Looking at the examples of Accelerationist art in Rob's article, you get 
a slightly different feel. 'The Promise of Total Automation', for 
example - the title sounds a bit like a manifesto, a bit like barmy 
science-fiction. I only know the piece from the photograph in the 
article, but it looks tongue-in-cheek and witty, especially the two 
machines/consoles on the right hand side, one of them looking heroically 
optimistic, throwing out its chest, with its nose or control stick 
jutting up into the air, while the other, with a drooping-down nose, 
looks glumly at its own feet. The 'Xenofeminism gif', just below in the 
article, has got a similar vibe to it. A woman who looks partly like a 
science-fiction robot, partly like something out of Japanese Manga, 
partly like Mickey Mouse, partly like a cyborg insect, with her arms 
flung out and her breasts radiating circles of power - retro and 
futuristic both at the same time, over-the-top and tongue-in-cheek, but 
also using new technology, in the shape of the gif.

== Exercise directions ==
In the passage on Accelerationist art, how does the writer know the piece 'The Promise of Total Automation'? The listing isn't needed for this.

Saved entries
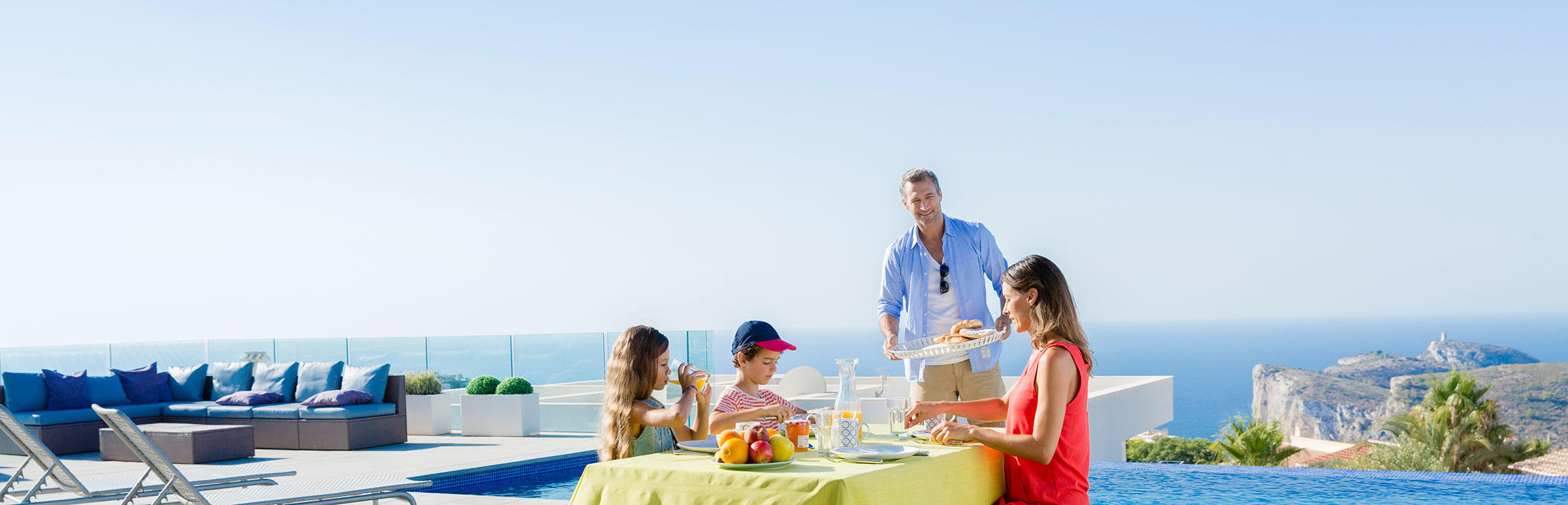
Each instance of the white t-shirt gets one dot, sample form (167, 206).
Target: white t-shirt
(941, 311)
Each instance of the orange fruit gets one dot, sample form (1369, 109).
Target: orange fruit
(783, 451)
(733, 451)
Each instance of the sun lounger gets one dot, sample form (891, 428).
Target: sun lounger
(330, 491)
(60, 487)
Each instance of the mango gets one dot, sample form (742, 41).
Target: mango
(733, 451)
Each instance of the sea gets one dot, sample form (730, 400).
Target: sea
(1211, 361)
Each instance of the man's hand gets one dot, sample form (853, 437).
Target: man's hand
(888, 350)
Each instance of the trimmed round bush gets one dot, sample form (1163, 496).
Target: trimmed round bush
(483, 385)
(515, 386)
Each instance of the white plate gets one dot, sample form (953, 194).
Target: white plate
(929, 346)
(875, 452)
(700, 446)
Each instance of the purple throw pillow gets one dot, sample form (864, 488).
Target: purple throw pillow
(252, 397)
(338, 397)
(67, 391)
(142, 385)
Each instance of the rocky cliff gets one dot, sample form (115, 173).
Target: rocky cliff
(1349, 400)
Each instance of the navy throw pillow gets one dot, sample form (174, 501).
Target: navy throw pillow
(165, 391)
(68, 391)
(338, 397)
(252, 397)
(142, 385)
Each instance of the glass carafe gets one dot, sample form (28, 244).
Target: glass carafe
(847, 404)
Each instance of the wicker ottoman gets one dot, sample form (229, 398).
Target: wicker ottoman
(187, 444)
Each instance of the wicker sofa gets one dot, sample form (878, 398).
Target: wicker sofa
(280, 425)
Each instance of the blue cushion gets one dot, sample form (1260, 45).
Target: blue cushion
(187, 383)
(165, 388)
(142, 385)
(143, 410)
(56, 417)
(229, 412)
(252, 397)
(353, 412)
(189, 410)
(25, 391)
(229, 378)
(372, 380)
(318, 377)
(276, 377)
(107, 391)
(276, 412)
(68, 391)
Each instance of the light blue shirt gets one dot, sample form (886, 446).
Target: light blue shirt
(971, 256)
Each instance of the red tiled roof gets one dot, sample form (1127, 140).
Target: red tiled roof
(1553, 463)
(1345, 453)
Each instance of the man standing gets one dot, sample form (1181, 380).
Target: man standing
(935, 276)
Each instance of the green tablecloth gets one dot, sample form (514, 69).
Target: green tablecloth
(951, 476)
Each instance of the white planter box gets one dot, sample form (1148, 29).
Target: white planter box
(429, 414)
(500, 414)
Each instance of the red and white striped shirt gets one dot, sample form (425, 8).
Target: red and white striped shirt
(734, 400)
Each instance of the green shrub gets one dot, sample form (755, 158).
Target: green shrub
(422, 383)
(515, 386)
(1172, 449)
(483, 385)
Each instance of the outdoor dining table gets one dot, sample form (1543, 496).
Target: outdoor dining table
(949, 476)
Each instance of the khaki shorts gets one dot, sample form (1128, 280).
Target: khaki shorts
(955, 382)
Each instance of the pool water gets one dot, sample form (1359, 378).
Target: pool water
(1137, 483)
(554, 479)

== Full answer ==
Only from the photograph in Rob's article.